(Problem description):
Copy the line containing "the low cloud", then all lines after it up to and including the final line of the material, exactly and without additions.

Start of Block

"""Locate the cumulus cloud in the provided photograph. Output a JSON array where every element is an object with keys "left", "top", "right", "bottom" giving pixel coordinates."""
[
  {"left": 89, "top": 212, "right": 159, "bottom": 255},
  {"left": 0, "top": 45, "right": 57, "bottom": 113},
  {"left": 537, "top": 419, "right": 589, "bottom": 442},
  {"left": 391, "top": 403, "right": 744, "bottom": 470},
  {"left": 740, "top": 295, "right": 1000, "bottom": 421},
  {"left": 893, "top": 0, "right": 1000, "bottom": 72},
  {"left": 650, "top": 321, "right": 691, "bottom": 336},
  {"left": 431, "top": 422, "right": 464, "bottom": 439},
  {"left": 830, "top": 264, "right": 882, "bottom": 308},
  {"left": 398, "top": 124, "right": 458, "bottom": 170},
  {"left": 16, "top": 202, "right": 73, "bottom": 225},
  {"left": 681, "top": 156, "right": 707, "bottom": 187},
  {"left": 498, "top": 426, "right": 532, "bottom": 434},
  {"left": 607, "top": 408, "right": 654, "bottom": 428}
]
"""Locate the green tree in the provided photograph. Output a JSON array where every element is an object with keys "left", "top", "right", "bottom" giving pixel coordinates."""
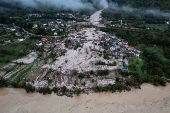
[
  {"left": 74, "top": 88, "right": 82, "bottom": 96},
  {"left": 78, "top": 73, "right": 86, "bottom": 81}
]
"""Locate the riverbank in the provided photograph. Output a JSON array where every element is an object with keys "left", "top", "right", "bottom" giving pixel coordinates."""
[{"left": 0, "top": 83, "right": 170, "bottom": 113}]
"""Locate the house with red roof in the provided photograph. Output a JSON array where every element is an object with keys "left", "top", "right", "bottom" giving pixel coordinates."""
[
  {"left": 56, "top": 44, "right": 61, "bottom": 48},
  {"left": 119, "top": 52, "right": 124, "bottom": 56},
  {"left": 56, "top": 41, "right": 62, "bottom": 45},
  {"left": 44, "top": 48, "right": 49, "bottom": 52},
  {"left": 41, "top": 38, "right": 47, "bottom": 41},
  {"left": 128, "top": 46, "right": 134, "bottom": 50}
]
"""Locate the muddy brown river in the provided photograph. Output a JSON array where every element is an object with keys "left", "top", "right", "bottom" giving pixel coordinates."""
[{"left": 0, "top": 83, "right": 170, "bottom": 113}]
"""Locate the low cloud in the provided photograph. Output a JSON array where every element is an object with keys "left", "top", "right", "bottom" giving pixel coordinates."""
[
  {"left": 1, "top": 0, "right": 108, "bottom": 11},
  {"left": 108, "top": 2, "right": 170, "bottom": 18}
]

End of Block

(Response below):
"""Locate the low cloud in the provided photograph. Output a JSON array where every element is an object with keys "left", "top", "right", "bottom" giving pixel coordinates."""
[
  {"left": 1, "top": 0, "right": 108, "bottom": 11},
  {"left": 108, "top": 2, "right": 170, "bottom": 18}
]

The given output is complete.